### Document text ###

Fast fwd to winter 2010 - spring 2011. At the encouragement of my wife and mother-in-law, I decided to pursue RCIA classes and became a Catholic this past Easter. I had been searching for a church and religion. While i was resistant at first, I went thru it and have been happy with my new found faith. 

I grew up in a non-denominational family that had jumped around from church to church. My parents were very conservative, my mom was ultra conservative (Armageddon soon, etc). They divorced in 1993 as a result of my dad's emotional abuse towards her through the years...and probably her's in reality. I dated a few women growing up and then was engaged at 21 to a gal I thought was the one. She was the drop dead gorgeous cheerleader type that ultimately went on to cheer in the NFL. The relationship devastated me, so I went to college, and stayed out of a serious relationship up until meeting my wife a few years ago. I wanted my next relationship to be the one for a lifetime and I thought my patience was finally being rewarded.

###

- _Task prompt_: Please say whether each statement agrees with the post, answering yes or no and quoting the words from the post that settle it. 1. The writer became a Catholic at Easter. 2. The writer grew up in a Catholic family. 3. The writer was engaged at 25. The material has no connection to the post above.

### Data extract ###

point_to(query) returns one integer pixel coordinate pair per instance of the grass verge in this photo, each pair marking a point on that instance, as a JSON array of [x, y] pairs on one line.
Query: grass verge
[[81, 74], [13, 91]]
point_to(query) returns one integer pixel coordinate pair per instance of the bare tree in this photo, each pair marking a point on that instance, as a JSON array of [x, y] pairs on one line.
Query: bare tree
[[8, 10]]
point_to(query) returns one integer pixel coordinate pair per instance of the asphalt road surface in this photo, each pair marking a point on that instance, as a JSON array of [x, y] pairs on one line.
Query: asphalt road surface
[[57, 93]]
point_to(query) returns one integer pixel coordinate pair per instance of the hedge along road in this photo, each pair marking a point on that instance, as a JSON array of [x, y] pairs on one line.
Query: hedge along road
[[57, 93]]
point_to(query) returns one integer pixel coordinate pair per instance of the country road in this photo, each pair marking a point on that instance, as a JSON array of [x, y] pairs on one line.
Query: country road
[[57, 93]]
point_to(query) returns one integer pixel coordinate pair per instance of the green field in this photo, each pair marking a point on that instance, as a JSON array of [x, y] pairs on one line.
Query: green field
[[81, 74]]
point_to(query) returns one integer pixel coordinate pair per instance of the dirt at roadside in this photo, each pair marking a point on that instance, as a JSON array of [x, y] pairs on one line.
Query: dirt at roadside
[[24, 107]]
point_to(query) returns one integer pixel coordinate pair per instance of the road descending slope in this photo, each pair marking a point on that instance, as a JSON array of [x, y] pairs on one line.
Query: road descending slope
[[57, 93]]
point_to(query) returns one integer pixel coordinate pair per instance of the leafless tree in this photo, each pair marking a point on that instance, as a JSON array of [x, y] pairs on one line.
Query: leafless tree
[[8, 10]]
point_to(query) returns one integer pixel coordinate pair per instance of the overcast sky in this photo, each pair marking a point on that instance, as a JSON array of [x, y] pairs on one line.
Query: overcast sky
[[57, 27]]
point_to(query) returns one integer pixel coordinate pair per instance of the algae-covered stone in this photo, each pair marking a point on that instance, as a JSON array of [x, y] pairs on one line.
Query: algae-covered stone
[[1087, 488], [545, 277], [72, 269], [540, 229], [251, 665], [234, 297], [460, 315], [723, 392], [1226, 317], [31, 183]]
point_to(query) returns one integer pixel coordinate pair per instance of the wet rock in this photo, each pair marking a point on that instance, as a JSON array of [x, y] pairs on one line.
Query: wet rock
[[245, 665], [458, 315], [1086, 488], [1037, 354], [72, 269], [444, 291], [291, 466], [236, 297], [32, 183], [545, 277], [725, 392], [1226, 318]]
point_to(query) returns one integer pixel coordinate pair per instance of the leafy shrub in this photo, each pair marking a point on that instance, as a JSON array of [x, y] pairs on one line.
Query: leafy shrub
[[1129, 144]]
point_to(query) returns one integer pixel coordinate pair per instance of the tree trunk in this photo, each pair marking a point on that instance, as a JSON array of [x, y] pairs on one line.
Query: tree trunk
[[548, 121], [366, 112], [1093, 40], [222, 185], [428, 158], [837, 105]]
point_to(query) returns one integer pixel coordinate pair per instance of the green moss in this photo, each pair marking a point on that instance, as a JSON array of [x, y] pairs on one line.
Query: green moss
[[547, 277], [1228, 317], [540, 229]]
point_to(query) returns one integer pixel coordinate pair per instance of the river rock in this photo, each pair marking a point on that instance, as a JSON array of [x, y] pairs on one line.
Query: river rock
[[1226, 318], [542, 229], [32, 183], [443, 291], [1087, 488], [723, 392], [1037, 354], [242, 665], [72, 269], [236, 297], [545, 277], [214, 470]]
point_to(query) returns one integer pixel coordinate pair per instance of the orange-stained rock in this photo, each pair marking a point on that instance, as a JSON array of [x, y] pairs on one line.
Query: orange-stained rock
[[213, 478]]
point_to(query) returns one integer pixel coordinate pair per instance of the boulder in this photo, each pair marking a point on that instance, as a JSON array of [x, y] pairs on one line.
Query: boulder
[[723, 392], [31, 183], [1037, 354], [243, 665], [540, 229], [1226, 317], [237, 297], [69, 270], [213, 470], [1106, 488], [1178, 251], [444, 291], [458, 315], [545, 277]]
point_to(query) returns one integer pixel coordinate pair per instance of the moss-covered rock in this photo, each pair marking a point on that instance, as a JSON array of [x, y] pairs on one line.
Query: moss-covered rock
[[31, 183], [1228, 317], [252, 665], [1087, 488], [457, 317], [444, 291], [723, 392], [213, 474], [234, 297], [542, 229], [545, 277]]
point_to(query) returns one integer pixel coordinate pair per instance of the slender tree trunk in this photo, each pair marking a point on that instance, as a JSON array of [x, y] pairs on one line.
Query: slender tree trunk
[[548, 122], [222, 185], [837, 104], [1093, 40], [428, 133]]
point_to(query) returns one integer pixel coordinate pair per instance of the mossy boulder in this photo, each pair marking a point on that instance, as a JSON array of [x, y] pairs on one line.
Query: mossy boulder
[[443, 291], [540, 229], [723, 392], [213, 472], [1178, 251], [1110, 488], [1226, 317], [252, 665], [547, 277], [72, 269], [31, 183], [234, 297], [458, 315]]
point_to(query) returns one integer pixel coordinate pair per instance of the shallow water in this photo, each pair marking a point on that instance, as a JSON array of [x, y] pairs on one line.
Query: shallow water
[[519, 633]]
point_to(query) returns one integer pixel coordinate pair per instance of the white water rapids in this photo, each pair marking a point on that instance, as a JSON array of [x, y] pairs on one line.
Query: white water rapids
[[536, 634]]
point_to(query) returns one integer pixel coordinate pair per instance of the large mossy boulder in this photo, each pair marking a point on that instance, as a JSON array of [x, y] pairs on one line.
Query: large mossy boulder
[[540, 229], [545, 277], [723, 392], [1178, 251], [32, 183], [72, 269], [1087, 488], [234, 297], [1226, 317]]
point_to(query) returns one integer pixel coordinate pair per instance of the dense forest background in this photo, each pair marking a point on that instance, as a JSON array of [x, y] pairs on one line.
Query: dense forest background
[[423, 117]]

###

- _Solution_:
1. Yes: "became a Catholic this past Easter"
2. No: "I grew up in a non-denominational family"
3. No: "was engaged at 21"